Task to complete.
Print the listing below verbatim, passing over each picture.

Records shown.
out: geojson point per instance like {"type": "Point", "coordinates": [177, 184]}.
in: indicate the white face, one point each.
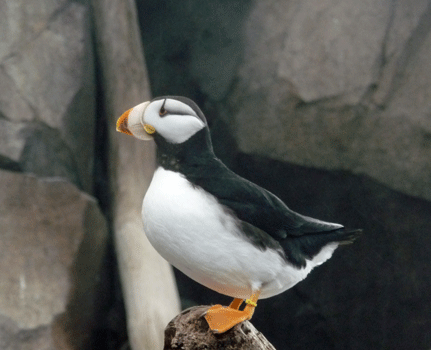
{"type": "Point", "coordinates": [174, 120]}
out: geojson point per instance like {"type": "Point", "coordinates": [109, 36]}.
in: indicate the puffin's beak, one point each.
{"type": "Point", "coordinates": [131, 123]}
{"type": "Point", "coordinates": [122, 123]}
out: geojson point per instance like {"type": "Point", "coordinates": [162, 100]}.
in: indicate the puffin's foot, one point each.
{"type": "Point", "coordinates": [221, 318]}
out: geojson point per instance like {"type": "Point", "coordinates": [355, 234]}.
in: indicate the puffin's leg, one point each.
{"type": "Point", "coordinates": [236, 303]}
{"type": "Point", "coordinates": [221, 319]}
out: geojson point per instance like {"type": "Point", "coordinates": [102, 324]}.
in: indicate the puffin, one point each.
{"type": "Point", "coordinates": [221, 230]}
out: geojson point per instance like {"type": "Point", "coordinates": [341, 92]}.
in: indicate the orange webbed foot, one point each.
{"type": "Point", "coordinates": [221, 318]}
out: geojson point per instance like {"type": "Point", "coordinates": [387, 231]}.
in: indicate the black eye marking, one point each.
{"type": "Point", "coordinates": [163, 111]}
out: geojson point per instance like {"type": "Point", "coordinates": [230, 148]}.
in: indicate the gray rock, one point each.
{"type": "Point", "coordinates": [338, 87]}
{"type": "Point", "coordinates": [53, 238]}
{"type": "Point", "coordinates": [47, 75]}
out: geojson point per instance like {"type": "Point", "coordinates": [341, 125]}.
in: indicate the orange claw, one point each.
{"type": "Point", "coordinates": [222, 318]}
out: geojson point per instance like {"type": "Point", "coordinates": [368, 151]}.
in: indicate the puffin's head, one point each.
{"type": "Point", "coordinates": [176, 119]}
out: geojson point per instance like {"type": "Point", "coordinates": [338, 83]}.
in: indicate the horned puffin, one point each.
{"type": "Point", "coordinates": [218, 228]}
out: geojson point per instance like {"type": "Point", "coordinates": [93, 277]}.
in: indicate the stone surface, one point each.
{"type": "Point", "coordinates": [328, 84]}
{"type": "Point", "coordinates": [190, 331]}
{"type": "Point", "coordinates": [53, 238]}
{"type": "Point", "coordinates": [47, 77]}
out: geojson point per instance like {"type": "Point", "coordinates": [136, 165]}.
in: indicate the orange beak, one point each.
{"type": "Point", "coordinates": [122, 123]}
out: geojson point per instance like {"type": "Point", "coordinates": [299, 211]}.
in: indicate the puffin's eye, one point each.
{"type": "Point", "coordinates": [162, 111]}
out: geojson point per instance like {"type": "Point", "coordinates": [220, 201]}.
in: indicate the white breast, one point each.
{"type": "Point", "coordinates": [190, 229]}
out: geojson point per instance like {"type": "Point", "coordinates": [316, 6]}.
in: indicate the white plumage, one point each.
{"type": "Point", "coordinates": [190, 229]}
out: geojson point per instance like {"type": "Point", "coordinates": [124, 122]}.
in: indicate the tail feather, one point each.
{"type": "Point", "coordinates": [300, 249]}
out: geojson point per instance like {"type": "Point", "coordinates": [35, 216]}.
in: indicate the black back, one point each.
{"type": "Point", "coordinates": [265, 220]}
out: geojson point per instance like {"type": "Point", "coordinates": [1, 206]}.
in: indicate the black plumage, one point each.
{"type": "Point", "coordinates": [264, 219]}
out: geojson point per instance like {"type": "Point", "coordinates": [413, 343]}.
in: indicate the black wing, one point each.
{"type": "Point", "coordinates": [268, 222]}
{"type": "Point", "coordinates": [255, 205]}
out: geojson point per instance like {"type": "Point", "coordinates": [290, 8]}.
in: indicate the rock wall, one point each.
{"type": "Point", "coordinates": [326, 103]}
{"type": "Point", "coordinates": [59, 285]}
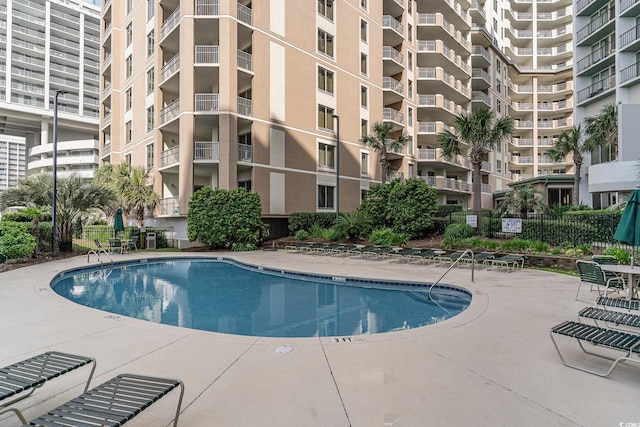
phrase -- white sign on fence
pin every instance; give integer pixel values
(511, 225)
(472, 220)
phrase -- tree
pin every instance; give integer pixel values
(481, 132)
(75, 196)
(522, 200)
(571, 143)
(381, 142)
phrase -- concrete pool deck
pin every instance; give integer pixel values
(492, 365)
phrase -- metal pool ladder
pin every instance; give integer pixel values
(473, 265)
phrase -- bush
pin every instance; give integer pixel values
(458, 231)
(387, 237)
(306, 220)
(15, 240)
(302, 235)
(404, 207)
(220, 218)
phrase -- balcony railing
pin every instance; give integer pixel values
(170, 112)
(170, 23)
(389, 52)
(170, 157)
(206, 150)
(244, 14)
(245, 60)
(245, 152)
(207, 7)
(170, 206)
(391, 22)
(207, 102)
(244, 106)
(207, 54)
(170, 67)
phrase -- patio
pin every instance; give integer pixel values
(494, 364)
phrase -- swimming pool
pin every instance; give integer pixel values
(222, 295)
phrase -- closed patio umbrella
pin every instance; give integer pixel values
(628, 230)
(118, 223)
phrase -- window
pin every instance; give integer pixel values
(150, 80)
(325, 196)
(129, 34)
(325, 43)
(325, 80)
(127, 132)
(150, 119)
(326, 155)
(364, 128)
(150, 9)
(325, 8)
(325, 120)
(150, 156)
(363, 30)
(128, 99)
(364, 163)
(129, 66)
(150, 43)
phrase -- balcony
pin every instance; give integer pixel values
(596, 90)
(207, 7)
(206, 151)
(244, 106)
(245, 153)
(170, 157)
(170, 23)
(207, 102)
(245, 14)
(170, 112)
(207, 55)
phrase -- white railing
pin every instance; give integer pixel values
(206, 150)
(207, 102)
(207, 54)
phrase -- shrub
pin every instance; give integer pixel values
(352, 224)
(516, 245)
(458, 231)
(15, 240)
(386, 237)
(243, 247)
(306, 220)
(405, 207)
(220, 218)
(302, 235)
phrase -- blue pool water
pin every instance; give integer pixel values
(229, 297)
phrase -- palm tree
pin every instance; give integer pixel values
(381, 142)
(137, 194)
(75, 197)
(482, 132)
(523, 199)
(571, 143)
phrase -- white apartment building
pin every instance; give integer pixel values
(237, 93)
(12, 161)
(48, 46)
(608, 71)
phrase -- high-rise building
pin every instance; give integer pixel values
(608, 71)
(12, 161)
(48, 46)
(239, 93)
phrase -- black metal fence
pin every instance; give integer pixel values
(595, 228)
(85, 239)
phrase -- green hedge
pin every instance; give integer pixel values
(306, 221)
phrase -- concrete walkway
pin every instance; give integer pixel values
(492, 365)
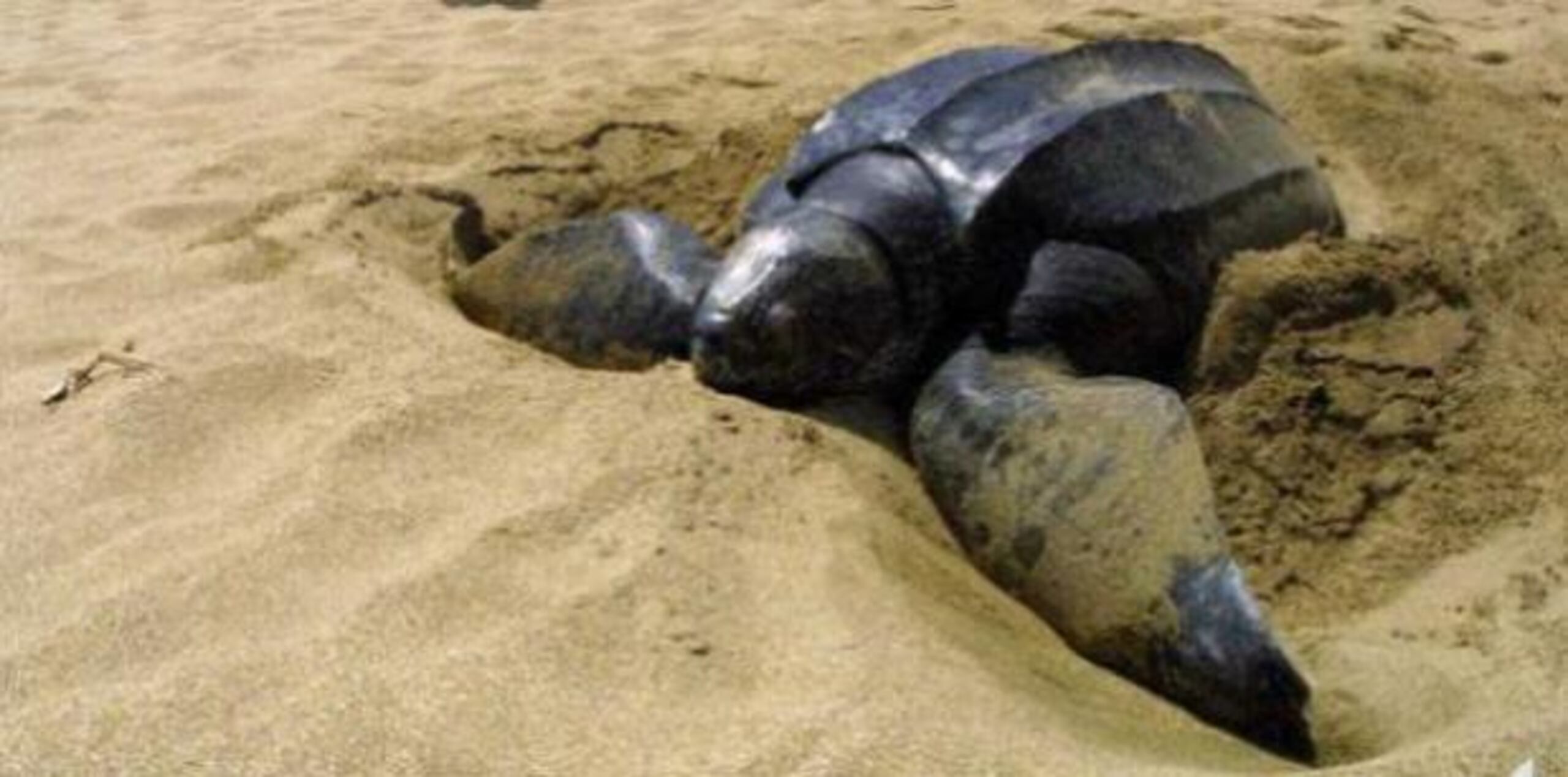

Completed task.
out: geojson point per instance like {"type": "Point", "coordinates": [177, 184]}.
in: indicate the white face, one point each.
{"type": "Point", "coordinates": [174, 120]}
out: geojson point per instance like {"type": "Point", "coordinates": [109, 36]}.
in: indicate the puffin's beak, one point each.
{"type": "Point", "coordinates": [131, 123]}
{"type": "Point", "coordinates": [122, 123]}
out: geojson point per instance like {"type": "Point", "coordinates": [162, 100]}.
in: indicate the puffin's foot, one point each.
{"type": "Point", "coordinates": [221, 318]}
out: geojson point per instance like {"type": "Point", "coordinates": [355, 234]}.
in: indicate the puffin's leg, one point each.
{"type": "Point", "coordinates": [236, 303]}
{"type": "Point", "coordinates": [221, 319]}
out: geojson point per instance like {"type": "Point", "coordinates": [102, 324]}.
in: indicate the puffin, one point each.
{"type": "Point", "coordinates": [221, 230]}
out: geojson point per instance like {"type": "Point", "coordinates": [341, 92]}.
in: indicate the orange webbed foot, one point each.
{"type": "Point", "coordinates": [221, 318]}
out: geojson point per instance like {"type": "Point", "coordinates": [387, 231]}.
in: indicate the black eye marking, one point each.
{"type": "Point", "coordinates": [163, 111]}
out: geojson point per instance like {"type": "Point", "coordinates": [230, 148]}.
in: indicate the gray rock, one point each.
{"type": "Point", "coordinates": [338, 87]}
{"type": "Point", "coordinates": [53, 238]}
{"type": "Point", "coordinates": [47, 75]}
out: geojson point per instance like {"type": "Point", "coordinates": [341, 125]}.
in: indicate the orange claw, one point each.
{"type": "Point", "coordinates": [222, 318]}
out: geojson point per instance like {"type": "Point", "coordinates": [368, 151]}.
in: indicate the puffin's head, one point each.
{"type": "Point", "coordinates": [176, 119]}
out: geojson point per instance like {"type": "Point", "coordinates": [338, 83]}.
in: indicate the horned puffin, one point each.
{"type": "Point", "coordinates": [218, 228]}
out: geojson point per instance like {"type": "Point", "coordinates": [93, 277]}.
in: indicate the stone surface, one point each.
{"type": "Point", "coordinates": [328, 84]}
{"type": "Point", "coordinates": [190, 331]}
{"type": "Point", "coordinates": [53, 238]}
{"type": "Point", "coordinates": [47, 77]}
out: geojson point per instance like {"type": "Point", "coordinates": [136, 165]}.
in: indicate the orange beak, one point each.
{"type": "Point", "coordinates": [122, 123]}
out: geojson point per instance like {"type": "Point", "coordinates": [299, 211]}.
in: indicate the puffin's eye, one point each.
{"type": "Point", "coordinates": [162, 111]}
out: geojson point per instance like {"type": "Point", "coordinates": [220, 201]}.
in: indicate the white breast, one point each.
{"type": "Point", "coordinates": [190, 229]}
out: geojson point per instance like {"type": "Point", "coordinates": [316, 6]}.
in: indicate the white plumage, one point each.
{"type": "Point", "coordinates": [190, 229]}
out: geojson point per instance like {"type": "Point", "coordinates": [124, 122]}.
in: indicate the tail feather, one point each.
{"type": "Point", "coordinates": [300, 249]}
out: geojson point per instance like {"type": "Point", "coordinates": [35, 216]}.
in: indicate the black back, one point each.
{"type": "Point", "coordinates": [265, 220]}
out: geojson point per instance like {"type": "Point", "coordinates": [1, 206]}.
in: indicate the black plumage, one point each.
{"type": "Point", "coordinates": [264, 219]}
out: geojson point per instance like {"type": "Point", "coordinates": [413, 343]}.
in: indicate the black wing, one point each.
{"type": "Point", "coordinates": [268, 222]}
{"type": "Point", "coordinates": [255, 205]}
out: geojson point per instance like {"type": "Point", "coordinates": [290, 8]}.
in: indicate the rock wall, one point each.
{"type": "Point", "coordinates": [326, 103]}
{"type": "Point", "coordinates": [59, 285]}
phrase -- white sign on fence
pin every instance; give integer pixel values
(511, 225)
(472, 220)
phrase -- tree
pin every instance; give integer pixel values
(481, 132)
(75, 196)
(522, 200)
(571, 143)
(381, 142)
phrase -- concrete pool deck
pin every instance; give integer pixel values
(492, 365)
phrase -- metal pool ladder
pin every instance; give integer pixel values
(473, 265)
phrase -- bush
pin every instance; give integer pixel values
(458, 231)
(387, 237)
(306, 220)
(15, 240)
(302, 235)
(404, 207)
(220, 218)
phrase -- balcony railing
pin every instance; give integer pixel values
(170, 112)
(170, 23)
(389, 52)
(170, 157)
(206, 150)
(244, 14)
(245, 60)
(245, 152)
(207, 7)
(170, 206)
(391, 22)
(207, 102)
(244, 106)
(207, 54)
(170, 67)
phrase -- patio
pin every instance; give integer pixel values
(494, 364)
phrase -- swimming pool
pin every instance; give integer pixel values
(222, 295)
phrase -- closed patio umbrella
pin every instance; give integer pixel values
(628, 230)
(118, 223)
phrase -- window
pin every instance; give integer pixel values
(150, 80)
(325, 196)
(129, 34)
(325, 43)
(325, 80)
(127, 132)
(150, 119)
(326, 155)
(364, 128)
(150, 9)
(325, 8)
(325, 120)
(150, 156)
(363, 30)
(128, 99)
(364, 163)
(129, 66)
(150, 43)
phrase -- balcony
pin every instance; give integer pixel values
(596, 90)
(207, 7)
(206, 151)
(244, 106)
(245, 153)
(170, 157)
(170, 23)
(207, 102)
(245, 14)
(170, 112)
(207, 55)
phrase -- white railing
pin every instance; give integer pixel values
(206, 150)
(207, 102)
(207, 54)
phrase -- shrub
pin every instance; give integer pixel values
(352, 224)
(516, 245)
(458, 231)
(15, 240)
(386, 237)
(243, 247)
(306, 220)
(405, 207)
(220, 218)
(302, 235)
phrase -- blue pool water
pin every instance; give integer pixel values
(229, 297)
phrase -- palm tree
pin every instance; give integer pixel values
(381, 142)
(137, 194)
(75, 197)
(482, 132)
(523, 199)
(571, 143)
phrase -- white apartment building
pin every instance; give integer pixel values
(237, 93)
(12, 161)
(48, 46)
(608, 71)
phrase -- high-rise building
pin every instance; give integer pixel values
(608, 71)
(12, 161)
(48, 46)
(239, 93)
phrase -- black metal fence
pin every instance; give integer pixel values
(595, 228)
(85, 239)
phrase -- green hedge
pin every instance; give integer pixel values
(306, 221)
phrase -- concrete walkway
pin every instance; give integer pixel values
(492, 365)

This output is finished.